» **WORK ORDER**:
All of the data below is to be written out again exactly.

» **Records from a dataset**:
....

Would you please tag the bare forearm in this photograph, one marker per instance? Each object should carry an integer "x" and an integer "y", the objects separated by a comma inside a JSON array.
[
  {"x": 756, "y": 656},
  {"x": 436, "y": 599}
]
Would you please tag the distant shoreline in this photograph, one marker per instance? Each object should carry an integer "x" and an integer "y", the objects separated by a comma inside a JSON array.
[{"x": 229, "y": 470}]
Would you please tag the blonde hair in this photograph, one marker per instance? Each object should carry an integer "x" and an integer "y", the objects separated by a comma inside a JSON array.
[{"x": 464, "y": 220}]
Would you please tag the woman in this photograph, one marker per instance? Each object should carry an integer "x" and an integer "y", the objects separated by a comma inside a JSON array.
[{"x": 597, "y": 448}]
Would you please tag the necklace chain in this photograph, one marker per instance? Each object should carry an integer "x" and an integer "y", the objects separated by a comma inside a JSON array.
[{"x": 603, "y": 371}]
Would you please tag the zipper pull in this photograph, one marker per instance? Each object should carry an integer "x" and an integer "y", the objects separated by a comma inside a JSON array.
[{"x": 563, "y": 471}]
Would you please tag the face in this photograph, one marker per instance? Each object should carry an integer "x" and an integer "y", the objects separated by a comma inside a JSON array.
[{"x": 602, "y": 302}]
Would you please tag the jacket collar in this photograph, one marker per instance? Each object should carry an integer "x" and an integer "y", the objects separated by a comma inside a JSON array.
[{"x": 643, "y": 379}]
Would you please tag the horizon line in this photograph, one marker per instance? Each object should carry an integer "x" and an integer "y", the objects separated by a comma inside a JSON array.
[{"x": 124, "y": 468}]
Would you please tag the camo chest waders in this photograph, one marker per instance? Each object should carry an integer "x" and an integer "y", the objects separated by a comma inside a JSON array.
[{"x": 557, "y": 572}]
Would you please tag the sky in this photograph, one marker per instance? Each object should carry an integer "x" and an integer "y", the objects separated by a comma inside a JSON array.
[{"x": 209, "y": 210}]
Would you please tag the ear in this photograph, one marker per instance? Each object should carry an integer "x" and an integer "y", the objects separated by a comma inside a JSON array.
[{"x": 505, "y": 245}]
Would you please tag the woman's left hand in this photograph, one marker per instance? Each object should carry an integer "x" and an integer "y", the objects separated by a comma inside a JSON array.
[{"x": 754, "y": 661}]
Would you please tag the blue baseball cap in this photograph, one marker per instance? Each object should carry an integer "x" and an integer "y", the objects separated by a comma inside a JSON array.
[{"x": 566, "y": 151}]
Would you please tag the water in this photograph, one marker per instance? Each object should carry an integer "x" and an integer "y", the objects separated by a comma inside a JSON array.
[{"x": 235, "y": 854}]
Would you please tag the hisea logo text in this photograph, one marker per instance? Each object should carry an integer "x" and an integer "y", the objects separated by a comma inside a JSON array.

....

» **PROBLEM SOLUTION**:
Would you please tag the bare forearm in this photograph, one marker per instance? Each object should carry an integer "x" and an integer "y", the objects separated by a comma inside a JSON array.
[
  {"x": 756, "y": 656},
  {"x": 436, "y": 599}
]
Would you please tag the distant shoreline in this photograph, one marker per instance? Each object should carry an integer "x" and an integer "y", the objects separated by a comma inside a JSON array.
[{"x": 229, "y": 470}]
Would you please tag the blonde hair in this photograph, one marker per instance? Each object should carry an integer "x" and an integer "y", the objects separated by a comma inside a JSON array.
[{"x": 464, "y": 220}]
Would you please tag the woman in this photograph, one marker per instance? Each object should carry an integer "x" and an integer "y", the objects separated by a comma inside a JSON array.
[{"x": 597, "y": 448}]
Would you please tag the necklace chain in this photograph, one marker per instance? Each object should carry an integer "x" and an integer "y", the objects separated by a comma inside a JSON array.
[{"x": 603, "y": 371}]
Would you please tag the zipper pull in this photograph, one marker per instance? Each object should carry an integer "x" and an integer "y", the objects separated by a comma inside a JSON array.
[{"x": 563, "y": 471}]
Would you please tag the face in this photograph, one marker per instance? Each object should carry an integer "x" and an integer "y", the objects separated by a comma inside a JSON array.
[{"x": 602, "y": 302}]
Would you please tag the jacket collar in this photograph, one marker per instance? Each object should carry an integer "x" and an integer "y", the objects separated by a comma inside a JSON array.
[{"x": 643, "y": 379}]
Would you please tag the horizon line in this photograph, one marker per instance? Each object should carry an integer "x" and an integer "y", the objects separated by a comma inside a JSON array.
[{"x": 124, "y": 468}]
Would you please tag the camo chest waders in this photograph, one marker per instance? Each object should carry an integer "x" and an integer "y", the objects separated by a comma inside a JSON array.
[{"x": 557, "y": 572}]
Would you please tag the sky in this photograph, one marker per instance? Each object should carry an integer "x" and an integer "y", the objects separated by a comma inside a JSON array.
[{"x": 209, "y": 210}]
Would you please tag the ear in this photograph, one marker per instance? Each object should carry an integer "x" and an integer "y", the objects separated by a comma inside a JSON array.
[{"x": 505, "y": 245}]
Would you please tag the woman's left hand in this photograph, one marker per instance? Each object should carry an integer "x" and an integer "y", the objects separated by a comma inside a JSON array.
[{"x": 754, "y": 661}]
Would you please tag the blue baseball cap in this photograph, one marker per instance? Each object should carry an integer "x" and an integer "y", the objects separated by a comma inside a JSON array.
[{"x": 566, "y": 151}]
Would you please tag the water in this photograph, one marker per instance? Each object should carry an integer "x" and an integer "y", the objects separated by a comma inside a JSON array.
[{"x": 235, "y": 854}]
Would you please tag the hisea logo text in this photograph, one marker per instance? Each object should carry an integer "x" and an integer "y", the objects separated by a comma inside a JSON array.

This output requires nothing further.